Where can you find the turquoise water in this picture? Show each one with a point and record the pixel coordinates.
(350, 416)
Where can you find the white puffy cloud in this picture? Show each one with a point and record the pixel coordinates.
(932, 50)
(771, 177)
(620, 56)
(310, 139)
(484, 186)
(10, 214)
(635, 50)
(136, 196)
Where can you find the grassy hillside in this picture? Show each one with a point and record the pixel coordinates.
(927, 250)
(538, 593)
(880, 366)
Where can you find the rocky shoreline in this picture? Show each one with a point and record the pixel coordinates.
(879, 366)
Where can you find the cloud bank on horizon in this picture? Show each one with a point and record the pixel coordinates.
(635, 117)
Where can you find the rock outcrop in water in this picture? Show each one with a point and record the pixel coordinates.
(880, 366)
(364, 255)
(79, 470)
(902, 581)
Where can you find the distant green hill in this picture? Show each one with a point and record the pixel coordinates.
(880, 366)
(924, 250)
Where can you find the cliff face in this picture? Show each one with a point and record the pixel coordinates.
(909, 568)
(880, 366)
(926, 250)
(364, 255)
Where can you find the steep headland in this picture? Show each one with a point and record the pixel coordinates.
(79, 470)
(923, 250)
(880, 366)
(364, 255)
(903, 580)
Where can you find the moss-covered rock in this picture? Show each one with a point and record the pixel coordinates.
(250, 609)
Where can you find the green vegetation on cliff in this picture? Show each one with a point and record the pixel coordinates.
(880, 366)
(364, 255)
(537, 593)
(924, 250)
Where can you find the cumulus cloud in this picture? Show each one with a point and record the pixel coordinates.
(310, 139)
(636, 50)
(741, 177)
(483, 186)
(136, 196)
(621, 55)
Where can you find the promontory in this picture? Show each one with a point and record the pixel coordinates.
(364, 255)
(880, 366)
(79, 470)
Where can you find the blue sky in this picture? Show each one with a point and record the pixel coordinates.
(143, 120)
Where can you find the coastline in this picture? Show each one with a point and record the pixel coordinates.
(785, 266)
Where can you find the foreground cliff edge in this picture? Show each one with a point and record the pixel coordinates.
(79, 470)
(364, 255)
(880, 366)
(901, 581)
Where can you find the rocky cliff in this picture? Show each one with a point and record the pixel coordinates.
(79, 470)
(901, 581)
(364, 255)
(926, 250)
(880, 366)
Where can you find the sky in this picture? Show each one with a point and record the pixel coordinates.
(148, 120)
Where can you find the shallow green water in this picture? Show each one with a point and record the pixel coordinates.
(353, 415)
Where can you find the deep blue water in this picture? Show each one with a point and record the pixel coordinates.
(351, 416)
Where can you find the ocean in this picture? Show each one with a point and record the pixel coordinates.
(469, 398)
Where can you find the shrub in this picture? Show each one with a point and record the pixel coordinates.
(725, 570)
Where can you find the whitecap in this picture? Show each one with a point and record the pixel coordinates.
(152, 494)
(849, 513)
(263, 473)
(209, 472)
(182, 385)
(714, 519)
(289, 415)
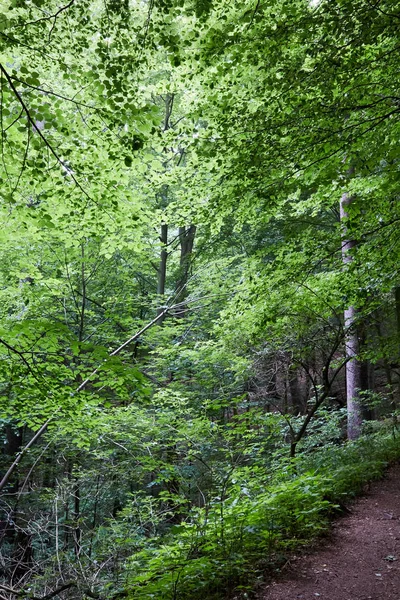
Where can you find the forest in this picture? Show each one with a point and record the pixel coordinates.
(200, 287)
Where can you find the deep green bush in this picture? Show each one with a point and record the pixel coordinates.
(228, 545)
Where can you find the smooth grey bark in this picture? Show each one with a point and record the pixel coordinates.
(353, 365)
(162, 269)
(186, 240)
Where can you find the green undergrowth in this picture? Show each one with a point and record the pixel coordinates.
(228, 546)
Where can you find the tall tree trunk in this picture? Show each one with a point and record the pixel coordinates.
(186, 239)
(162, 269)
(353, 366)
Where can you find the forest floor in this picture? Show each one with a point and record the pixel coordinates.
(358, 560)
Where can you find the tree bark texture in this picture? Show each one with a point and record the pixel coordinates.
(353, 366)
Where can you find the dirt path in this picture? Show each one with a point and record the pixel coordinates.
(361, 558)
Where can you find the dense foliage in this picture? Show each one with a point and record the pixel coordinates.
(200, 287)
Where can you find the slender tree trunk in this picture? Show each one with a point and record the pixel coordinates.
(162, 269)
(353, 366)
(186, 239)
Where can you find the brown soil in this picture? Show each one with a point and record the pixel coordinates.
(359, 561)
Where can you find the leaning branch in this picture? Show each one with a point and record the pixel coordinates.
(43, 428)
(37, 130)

-=-=-=-=-

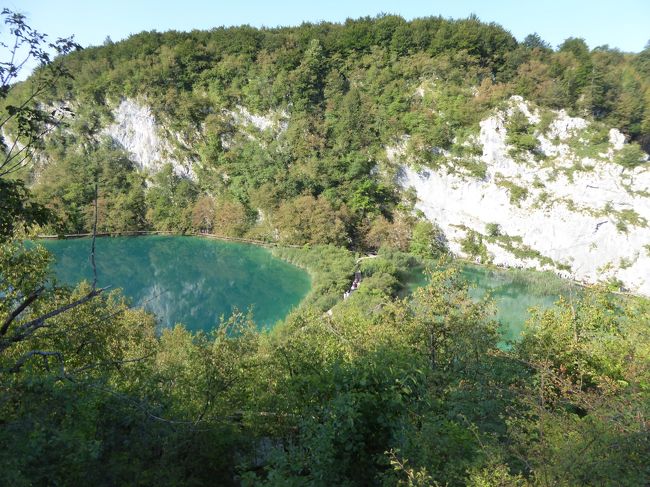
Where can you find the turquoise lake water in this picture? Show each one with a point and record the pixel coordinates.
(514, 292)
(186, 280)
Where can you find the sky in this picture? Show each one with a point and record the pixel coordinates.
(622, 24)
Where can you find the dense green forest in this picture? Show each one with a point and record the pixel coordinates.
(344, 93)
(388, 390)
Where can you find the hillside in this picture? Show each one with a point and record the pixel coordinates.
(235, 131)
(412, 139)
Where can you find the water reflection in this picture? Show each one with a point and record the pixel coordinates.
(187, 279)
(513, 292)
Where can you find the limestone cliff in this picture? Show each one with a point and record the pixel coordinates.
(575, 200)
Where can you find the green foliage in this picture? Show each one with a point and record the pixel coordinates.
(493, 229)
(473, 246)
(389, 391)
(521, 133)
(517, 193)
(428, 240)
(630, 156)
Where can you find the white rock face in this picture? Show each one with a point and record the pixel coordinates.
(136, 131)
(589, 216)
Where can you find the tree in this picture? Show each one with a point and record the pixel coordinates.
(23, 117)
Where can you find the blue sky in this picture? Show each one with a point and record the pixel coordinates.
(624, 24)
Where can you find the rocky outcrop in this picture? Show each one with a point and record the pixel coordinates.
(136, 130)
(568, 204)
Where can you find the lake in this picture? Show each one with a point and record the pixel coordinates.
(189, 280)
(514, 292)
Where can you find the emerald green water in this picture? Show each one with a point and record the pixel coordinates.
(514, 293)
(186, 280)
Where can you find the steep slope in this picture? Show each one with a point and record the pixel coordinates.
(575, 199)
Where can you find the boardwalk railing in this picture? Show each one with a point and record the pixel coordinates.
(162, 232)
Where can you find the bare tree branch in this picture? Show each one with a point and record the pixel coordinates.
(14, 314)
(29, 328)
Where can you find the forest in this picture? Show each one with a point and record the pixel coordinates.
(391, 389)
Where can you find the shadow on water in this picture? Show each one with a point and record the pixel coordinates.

-=-=-=-=-

▶ _OBJECTIVE_:
Identify every line above that contains the word "dense", and copy each such line in full.

▶ _EXPECTED OUTPUT_:
Where can you find the dense foliage in this picture? Show each one with a point and record the pixel coordinates.
Where can you find the dense green forest in this picture? Show each one with a point and record the pixel coordinates.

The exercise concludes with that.